EXERCISE:
Below are entries; work out how many of their lines hold "white", giving only that number.

Dataset entries
Start of Block
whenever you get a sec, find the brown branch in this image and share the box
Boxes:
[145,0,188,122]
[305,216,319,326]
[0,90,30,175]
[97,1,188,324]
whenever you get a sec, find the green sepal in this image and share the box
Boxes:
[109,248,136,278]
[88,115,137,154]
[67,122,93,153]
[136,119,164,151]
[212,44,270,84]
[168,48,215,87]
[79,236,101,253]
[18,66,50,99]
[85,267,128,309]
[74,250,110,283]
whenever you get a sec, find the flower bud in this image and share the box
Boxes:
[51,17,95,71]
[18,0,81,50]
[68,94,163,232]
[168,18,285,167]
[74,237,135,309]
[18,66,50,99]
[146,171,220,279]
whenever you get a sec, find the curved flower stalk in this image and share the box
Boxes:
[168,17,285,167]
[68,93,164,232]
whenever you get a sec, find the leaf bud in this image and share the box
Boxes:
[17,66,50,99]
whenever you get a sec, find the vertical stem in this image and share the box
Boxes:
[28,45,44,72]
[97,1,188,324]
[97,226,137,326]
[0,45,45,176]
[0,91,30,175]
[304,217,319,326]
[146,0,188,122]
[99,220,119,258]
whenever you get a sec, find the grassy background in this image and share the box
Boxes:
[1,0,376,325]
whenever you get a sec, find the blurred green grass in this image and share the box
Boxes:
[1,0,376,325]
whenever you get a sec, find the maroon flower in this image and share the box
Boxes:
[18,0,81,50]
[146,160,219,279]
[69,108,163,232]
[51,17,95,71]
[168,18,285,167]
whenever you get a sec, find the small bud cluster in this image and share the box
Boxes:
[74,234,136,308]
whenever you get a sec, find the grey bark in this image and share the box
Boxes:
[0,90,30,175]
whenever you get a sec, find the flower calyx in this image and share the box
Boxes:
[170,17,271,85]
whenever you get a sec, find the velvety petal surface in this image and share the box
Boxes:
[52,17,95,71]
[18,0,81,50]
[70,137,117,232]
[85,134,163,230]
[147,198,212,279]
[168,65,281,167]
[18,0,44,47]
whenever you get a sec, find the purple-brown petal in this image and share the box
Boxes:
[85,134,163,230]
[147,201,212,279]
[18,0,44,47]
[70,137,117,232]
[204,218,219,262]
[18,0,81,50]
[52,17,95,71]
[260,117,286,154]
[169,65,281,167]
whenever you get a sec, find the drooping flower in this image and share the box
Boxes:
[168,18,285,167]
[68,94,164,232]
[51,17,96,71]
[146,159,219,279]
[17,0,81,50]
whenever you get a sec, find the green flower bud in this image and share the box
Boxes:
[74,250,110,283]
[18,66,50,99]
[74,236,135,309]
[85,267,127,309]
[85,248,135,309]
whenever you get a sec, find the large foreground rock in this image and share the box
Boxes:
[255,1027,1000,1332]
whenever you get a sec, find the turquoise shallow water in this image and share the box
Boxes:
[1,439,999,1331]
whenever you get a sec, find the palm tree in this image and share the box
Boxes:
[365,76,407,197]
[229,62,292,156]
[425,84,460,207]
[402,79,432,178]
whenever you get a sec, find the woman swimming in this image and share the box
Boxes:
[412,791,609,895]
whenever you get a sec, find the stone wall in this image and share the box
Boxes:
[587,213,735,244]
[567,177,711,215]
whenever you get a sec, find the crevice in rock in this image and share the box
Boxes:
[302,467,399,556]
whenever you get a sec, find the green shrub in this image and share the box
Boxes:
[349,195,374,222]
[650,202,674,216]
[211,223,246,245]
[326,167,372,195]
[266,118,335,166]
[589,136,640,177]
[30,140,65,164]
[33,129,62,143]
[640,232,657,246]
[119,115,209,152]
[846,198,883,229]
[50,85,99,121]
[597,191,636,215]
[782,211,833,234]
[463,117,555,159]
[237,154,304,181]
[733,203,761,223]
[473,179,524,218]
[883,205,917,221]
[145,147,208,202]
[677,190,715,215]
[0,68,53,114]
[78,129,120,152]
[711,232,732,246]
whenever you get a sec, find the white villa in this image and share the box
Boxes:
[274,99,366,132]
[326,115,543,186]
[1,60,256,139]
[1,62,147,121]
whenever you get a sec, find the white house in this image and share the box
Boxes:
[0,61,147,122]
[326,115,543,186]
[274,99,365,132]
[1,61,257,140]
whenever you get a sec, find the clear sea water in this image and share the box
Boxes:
End of Block
SOLUTION TO THE PROBLEM:
2